# [What the exercise asks]
Every entry should be given again exactly, with nothing dropped.

----------------------------------------

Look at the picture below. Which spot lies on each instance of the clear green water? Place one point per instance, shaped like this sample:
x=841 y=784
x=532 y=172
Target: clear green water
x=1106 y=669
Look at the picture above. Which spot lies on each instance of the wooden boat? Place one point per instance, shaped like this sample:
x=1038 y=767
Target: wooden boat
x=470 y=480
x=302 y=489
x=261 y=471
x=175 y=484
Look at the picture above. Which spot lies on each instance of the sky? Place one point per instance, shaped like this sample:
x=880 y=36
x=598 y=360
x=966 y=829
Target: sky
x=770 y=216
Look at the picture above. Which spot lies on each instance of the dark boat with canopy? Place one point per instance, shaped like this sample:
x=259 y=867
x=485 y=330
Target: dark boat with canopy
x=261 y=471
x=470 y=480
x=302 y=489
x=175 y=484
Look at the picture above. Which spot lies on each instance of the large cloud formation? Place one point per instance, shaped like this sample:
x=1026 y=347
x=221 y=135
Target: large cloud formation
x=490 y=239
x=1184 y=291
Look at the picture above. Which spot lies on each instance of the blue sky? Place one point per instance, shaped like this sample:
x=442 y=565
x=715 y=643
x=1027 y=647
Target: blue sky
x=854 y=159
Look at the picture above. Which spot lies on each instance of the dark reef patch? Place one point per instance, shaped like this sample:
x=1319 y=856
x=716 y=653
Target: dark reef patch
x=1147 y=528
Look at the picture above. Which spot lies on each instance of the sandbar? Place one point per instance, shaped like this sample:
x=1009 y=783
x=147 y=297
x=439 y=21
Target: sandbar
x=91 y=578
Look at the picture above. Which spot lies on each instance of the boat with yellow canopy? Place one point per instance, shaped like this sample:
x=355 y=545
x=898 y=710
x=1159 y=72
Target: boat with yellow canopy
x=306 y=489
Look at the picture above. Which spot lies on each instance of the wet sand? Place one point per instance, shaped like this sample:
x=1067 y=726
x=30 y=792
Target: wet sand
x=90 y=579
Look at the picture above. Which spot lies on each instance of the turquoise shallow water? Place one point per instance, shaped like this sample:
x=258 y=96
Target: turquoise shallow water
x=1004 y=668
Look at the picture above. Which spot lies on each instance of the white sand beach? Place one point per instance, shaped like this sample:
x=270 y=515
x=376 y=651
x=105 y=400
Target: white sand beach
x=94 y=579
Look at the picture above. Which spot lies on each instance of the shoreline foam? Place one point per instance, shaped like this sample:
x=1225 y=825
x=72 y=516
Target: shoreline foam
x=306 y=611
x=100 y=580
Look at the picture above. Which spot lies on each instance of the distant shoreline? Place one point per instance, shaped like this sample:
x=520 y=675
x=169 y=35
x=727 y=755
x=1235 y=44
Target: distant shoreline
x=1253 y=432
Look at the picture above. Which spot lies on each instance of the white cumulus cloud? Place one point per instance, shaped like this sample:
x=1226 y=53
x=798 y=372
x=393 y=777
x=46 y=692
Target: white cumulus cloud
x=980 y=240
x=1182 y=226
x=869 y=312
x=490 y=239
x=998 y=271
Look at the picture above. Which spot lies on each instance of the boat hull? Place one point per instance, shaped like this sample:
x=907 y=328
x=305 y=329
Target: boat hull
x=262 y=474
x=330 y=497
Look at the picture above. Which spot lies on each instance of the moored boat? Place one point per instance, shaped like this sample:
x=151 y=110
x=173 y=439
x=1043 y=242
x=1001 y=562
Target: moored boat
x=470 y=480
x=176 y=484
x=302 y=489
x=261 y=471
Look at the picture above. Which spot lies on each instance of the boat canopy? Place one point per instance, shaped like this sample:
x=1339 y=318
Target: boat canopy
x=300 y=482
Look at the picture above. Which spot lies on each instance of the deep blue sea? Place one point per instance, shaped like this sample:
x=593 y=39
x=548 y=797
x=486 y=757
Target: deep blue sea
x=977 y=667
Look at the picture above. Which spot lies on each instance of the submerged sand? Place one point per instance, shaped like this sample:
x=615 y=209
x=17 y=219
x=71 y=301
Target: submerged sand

----------------------------------------

# [Response to the exercise]
Look at the picture below. Which spot lies on each instance of the clear green water? Place one point per instance, shaped like this sample:
x=841 y=784
x=532 y=172
Target: clear green water
x=1106 y=669
Look at the picture above. Which spot lies on each instance of the wooden boat? Place one point per instance, shaped like this sample:
x=1038 y=767
Target: wooden boat
x=470 y=480
x=302 y=489
x=261 y=471
x=175 y=484
Look at the picture above. Which spot lies on each instance of the sky? Place one point per instance, shaped like this sample:
x=880 y=36
x=598 y=360
x=966 y=829
Target: sky
x=770 y=216
Look at the picture above. Which spot lies on each instance of the dark boat with canopy? Place one point per instance, shaped like this sample:
x=259 y=867
x=485 y=330
Target: dark boat with canopy
x=261 y=471
x=470 y=480
x=302 y=489
x=175 y=484
Look at the picture above. Which spot lies on each instance of the large cloud formation? Place one point per instance, shaped like this sample:
x=1026 y=347
x=221 y=135
Target: large cloud formation
x=490 y=239
x=1184 y=291
Look at the picture above. Which spot lies on each instance of the blue sky? Place one point per instance, shaped like this sample:
x=442 y=565
x=715 y=643
x=1027 y=647
Target: blue sky
x=854 y=159
Look at the picture above. Which spot lies on each instance of the dark reef patch? Place one point per instance, shaped like this sample:
x=1319 y=856
x=716 y=653
Target: dark reef patch
x=1147 y=528
Look at the picture above. Which spot lies on each instance of the sandbar? Place one point per instance, shaped like this sample:
x=1009 y=783
x=147 y=297
x=439 y=21
Target: sandbar
x=91 y=578
Look at the picture above. Which spot lies on each instance of the boat with yellow canopy? Place one point per instance, shaped like this sample:
x=355 y=545
x=898 y=710
x=1159 y=72
Target: boat with yellow canopy
x=306 y=489
Look at the picture above. Which spot lies on each instance of the wet sand? Place one point per instance, shaped like this sample:
x=1067 y=726
x=30 y=792
Target: wet sand
x=90 y=579
Look at the picture above. Which spot lies on each instance of the turquoise shallow water? Place one point per instance, shaped like this sample:
x=258 y=96
Target: turquoise shallow water
x=1004 y=668
Look at the picture above. Which spot lies on each instance of the white sand beach? Place one point per instance, shaped like this sample:
x=270 y=515
x=376 y=651
x=105 y=400
Target: white sand beach
x=94 y=579
Look at the picture above. Which spot lies on each instance of the shoreline foam? Place one point per instance, shaped like this sample:
x=1225 y=825
x=72 y=516
Target: shoreline foam
x=306 y=611
x=100 y=580
Look at the picture above. Which spot lies on each instance of the distant shoreline? Place one point per instance, shaped like this sample:
x=520 y=675
x=169 y=35
x=727 y=755
x=1235 y=44
Target: distant shoreline
x=1253 y=432
Look at the picture above. Which spot lies on each instance of the white cumulus cloud? Place one point per instance, shaped like this sample:
x=1226 y=53
x=798 y=372
x=393 y=777
x=46 y=692
Target: white cumulus cloud
x=980 y=240
x=1182 y=226
x=869 y=312
x=490 y=239
x=998 y=271
Look at the picture above. Which spot lies on each instance of the boat hull? Place one point per instance, shaped like this sample:
x=907 y=328
x=305 y=329
Target: boat hull
x=262 y=474
x=330 y=497
Look at the picture above. Which spot lies on each instance of the moored boat? Place one point per instance, shaped like this sample:
x=151 y=110
x=173 y=439
x=1043 y=242
x=1001 y=562
Target: moored boat
x=470 y=480
x=176 y=484
x=302 y=489
x=261 y=471
Look at the picture above. Which spot lies on each instance of the boat canopy? Place one point per instance, shaped like this sample:
x=1339 y=318
Target: boat canopy
x=300 y=482
Look at the picture above. Which spot lies on each instance of the deep blue sea? Place one point per instance, shaped like this sample:
x=593 y=39
x=548 y=797
x=486 y=757
Target: deep blue sea
x=977 y=667
Look at the picture above. Which spot lies on each instance of the submerged sand? Place one point per instance, shaped like this sample:
x=615 y=209
x=17 y=219
x=71 y=301
Target: submerged sand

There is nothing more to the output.